[Point localization data]

>>>>

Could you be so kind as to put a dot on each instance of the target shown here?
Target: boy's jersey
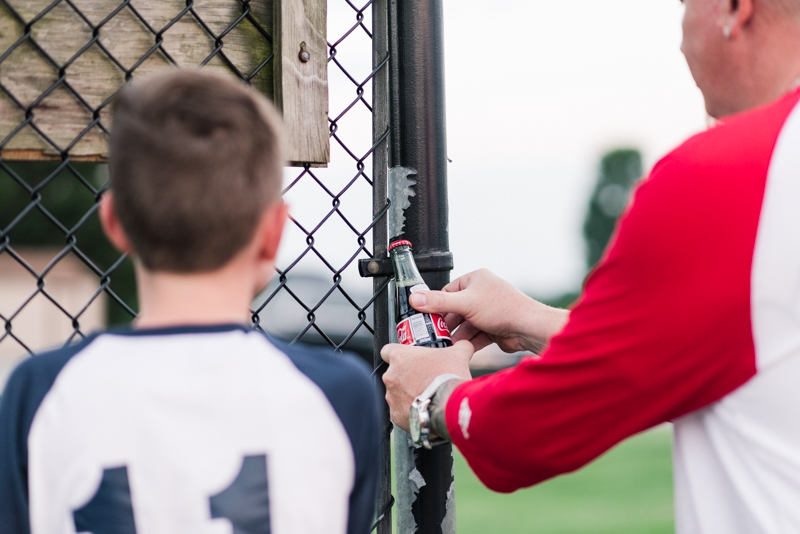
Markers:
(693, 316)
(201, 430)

<<<<
>>>>

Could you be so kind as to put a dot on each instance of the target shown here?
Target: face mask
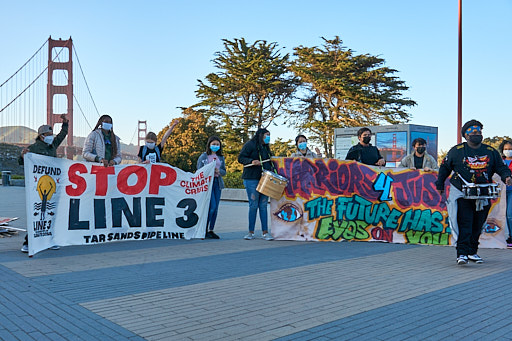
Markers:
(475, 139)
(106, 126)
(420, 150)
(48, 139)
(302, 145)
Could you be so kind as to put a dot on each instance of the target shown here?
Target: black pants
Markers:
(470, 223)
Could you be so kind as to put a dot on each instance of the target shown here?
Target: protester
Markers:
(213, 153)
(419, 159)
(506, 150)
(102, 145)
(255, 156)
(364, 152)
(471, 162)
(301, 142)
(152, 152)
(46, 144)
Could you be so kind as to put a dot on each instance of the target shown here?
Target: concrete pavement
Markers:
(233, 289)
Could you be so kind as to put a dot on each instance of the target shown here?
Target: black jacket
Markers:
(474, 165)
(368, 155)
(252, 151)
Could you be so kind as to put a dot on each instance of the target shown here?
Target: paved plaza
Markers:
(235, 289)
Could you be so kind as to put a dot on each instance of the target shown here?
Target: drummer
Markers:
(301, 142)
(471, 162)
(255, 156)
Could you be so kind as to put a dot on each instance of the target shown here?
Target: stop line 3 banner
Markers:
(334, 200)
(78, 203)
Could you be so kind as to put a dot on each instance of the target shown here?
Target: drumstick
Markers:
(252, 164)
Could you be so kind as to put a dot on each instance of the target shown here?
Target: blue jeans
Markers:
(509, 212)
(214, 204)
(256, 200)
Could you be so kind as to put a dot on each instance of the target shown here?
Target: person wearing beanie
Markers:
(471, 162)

<<<<

--- Task details ---
From the records above, copy each line in which the string "black" occurs.

--- Task result ---
Target: black pants
Target: black jacket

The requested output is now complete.